Wednesday, December 20, 2006

Ugh!


OK, I spent a good hour and change on a review to post this morning, which my laptop and memory stick conspired to eat. And they say Macs never freeze.

Anyway, here's the cover of the newest Nas album:



When did Nas start shopping at Hot Topic? Seriously, dude's gone goth on us. He needs to do the gothic dance.

Monday, December 18, 2006





The Placebo Man
by Tomer Hanuka


The cover of The Placebo Man is striking, enough so that I had been tempted to buy the book long before I knew anything about its contents. The hot pink logo jumps off the racks like a strident declaration of purpose, almost defying the wary consumer to ignore the volume which it advertises. The juxtaposition between the Barbie-pink logo and the ascetically drab cityscape and shoreline that compose the rest of the image is actually a fairly accurate symbolic representation of Hanuka's style: the banal and prosaic cut up with just enough spice to make it unfamiliar, the normal as seen from a strange angle or unassuming vantage.
···
• [Work order 1] From the blog excerpt, set down word for word the passage that begins with "Wednesday, December 20, 2006" and stops after "Macs never freeze.".
• [Work order 2] Carry the blog excerpt on the Nas album cover and The Placebo Man onward from its final sentence.
···
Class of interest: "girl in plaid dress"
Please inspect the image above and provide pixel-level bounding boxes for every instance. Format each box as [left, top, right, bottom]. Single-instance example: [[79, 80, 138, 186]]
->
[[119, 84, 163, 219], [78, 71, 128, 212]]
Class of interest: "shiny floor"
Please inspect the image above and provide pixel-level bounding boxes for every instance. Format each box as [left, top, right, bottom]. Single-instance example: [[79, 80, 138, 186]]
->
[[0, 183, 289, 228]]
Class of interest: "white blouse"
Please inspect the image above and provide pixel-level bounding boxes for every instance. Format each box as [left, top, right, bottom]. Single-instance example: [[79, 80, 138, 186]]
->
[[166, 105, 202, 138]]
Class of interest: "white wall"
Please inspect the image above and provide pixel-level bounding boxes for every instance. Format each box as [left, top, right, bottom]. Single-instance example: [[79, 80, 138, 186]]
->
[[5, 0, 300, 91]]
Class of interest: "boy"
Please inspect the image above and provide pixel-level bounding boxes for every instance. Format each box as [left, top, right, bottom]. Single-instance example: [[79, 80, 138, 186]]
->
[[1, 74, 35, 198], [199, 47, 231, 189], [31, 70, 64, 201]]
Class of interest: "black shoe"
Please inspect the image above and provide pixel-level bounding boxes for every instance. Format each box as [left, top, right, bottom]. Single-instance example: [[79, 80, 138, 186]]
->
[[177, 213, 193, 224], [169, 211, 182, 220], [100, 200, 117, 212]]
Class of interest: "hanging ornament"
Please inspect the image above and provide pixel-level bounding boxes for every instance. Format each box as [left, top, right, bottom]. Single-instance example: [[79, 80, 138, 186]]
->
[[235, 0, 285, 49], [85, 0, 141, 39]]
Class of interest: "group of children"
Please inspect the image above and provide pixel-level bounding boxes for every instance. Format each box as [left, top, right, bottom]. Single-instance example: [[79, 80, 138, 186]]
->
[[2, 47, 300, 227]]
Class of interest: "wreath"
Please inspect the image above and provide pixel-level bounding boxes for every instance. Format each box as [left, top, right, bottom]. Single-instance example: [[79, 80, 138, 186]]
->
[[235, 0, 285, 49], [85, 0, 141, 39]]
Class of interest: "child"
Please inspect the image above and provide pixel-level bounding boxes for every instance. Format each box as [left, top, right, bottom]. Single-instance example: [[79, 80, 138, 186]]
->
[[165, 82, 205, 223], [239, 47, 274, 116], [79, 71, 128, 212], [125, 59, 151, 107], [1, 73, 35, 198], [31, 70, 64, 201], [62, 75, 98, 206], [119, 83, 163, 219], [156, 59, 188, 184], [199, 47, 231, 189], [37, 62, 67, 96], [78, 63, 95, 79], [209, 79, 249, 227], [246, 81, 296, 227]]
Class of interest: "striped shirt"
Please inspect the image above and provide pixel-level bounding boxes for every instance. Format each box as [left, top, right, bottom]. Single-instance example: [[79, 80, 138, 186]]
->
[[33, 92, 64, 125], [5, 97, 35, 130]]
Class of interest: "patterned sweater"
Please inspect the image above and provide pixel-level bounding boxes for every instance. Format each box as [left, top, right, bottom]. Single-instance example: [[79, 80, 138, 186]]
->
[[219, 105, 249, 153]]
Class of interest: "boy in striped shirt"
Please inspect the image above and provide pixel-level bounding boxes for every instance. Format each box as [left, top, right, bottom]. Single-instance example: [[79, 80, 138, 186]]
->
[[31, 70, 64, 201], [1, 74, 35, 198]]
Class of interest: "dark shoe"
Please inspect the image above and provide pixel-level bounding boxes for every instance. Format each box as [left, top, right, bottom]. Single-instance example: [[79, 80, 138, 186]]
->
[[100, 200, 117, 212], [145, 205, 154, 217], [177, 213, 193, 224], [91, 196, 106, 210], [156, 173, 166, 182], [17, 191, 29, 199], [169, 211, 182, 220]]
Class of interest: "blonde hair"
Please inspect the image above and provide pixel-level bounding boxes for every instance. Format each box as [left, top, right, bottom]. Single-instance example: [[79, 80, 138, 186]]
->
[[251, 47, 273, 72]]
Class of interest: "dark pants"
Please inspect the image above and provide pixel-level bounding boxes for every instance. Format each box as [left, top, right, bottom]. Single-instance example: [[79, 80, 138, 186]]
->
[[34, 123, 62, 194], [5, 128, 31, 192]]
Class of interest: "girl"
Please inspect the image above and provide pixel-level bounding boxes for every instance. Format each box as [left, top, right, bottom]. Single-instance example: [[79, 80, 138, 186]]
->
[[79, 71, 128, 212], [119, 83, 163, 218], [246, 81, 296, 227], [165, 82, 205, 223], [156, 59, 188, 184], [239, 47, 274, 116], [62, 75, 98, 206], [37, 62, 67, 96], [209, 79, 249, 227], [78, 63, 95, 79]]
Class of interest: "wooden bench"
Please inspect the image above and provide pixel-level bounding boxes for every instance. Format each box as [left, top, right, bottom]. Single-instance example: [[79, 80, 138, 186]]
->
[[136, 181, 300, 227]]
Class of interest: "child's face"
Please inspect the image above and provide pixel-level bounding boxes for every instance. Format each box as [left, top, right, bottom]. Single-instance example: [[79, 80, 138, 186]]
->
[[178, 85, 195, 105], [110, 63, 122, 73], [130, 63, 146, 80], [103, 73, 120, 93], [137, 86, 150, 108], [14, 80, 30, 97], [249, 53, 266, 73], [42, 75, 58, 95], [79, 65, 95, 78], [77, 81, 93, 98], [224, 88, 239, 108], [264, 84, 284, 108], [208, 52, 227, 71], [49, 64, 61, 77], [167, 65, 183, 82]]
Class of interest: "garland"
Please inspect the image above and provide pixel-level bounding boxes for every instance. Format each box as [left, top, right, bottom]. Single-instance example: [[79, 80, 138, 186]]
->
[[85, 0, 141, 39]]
···
• [Answer 1]
Wednesday, December 20, 2006

Ugh!


OK, I spent a good hour and change on a review to post this morning, which my laptop and memory stick conspired to eat. And they say Macs never freeze.

• [Answer 2]
The stories presented here were originally published in Bipolar over the course of six years between 2000 and 2005. The progression of time is a palpable force in Hanuka's work: not merely the chopped and spliced approach to multiple time frames on the comics page, but more importantly the actual growth and refinement of Hanuka's skill over the course of these six years. It would be something of a criminal understatement to say that Hanuka's work improves over the course of The Placebo Man. The Hanuka who begins with book, with ambitious but clumsy exercises such as "Time Strips" and "I Love You", is barely recognizable in the assured, masterly work that concludes the volume. A story like "Morocco" achieves a casual, confident rhythm that sways the reader into emotional complicity, swooping across the finish line of the final page with an animal grace.

Hanuka's work, while distinctly his own, fits closely into an established tradition of modern comics short stories, specifically those concerned with the non-linear progression of events. The way in which the passage of time can be manipulated with such ease is one of the medium's singular strengths. A cartoonist can switch between multiple, parallel or conflicting time frames with deceptive ease, utilizing both visual and verbal clues to facilitate the kind of formally ambitious narrative that would be difficult to (coherently) execute in either prose or film. It's an ambitious approach. Early in the volume, Hanuka's reach clearly exceeds his grasp, as the narrative connections and inferences in "Time Strips" are simply too disparate and chaotic to work in the space of ten short pages; the result is a jumble. You can see a slight progression in "Elephant Graveyard", which carries a stronger central idea (the life of Tarzan actor Johnny Weissmuller) -- it's the central idea that enables the reader to follow Hanuka's flights of narrative dissonance across multiple iterations.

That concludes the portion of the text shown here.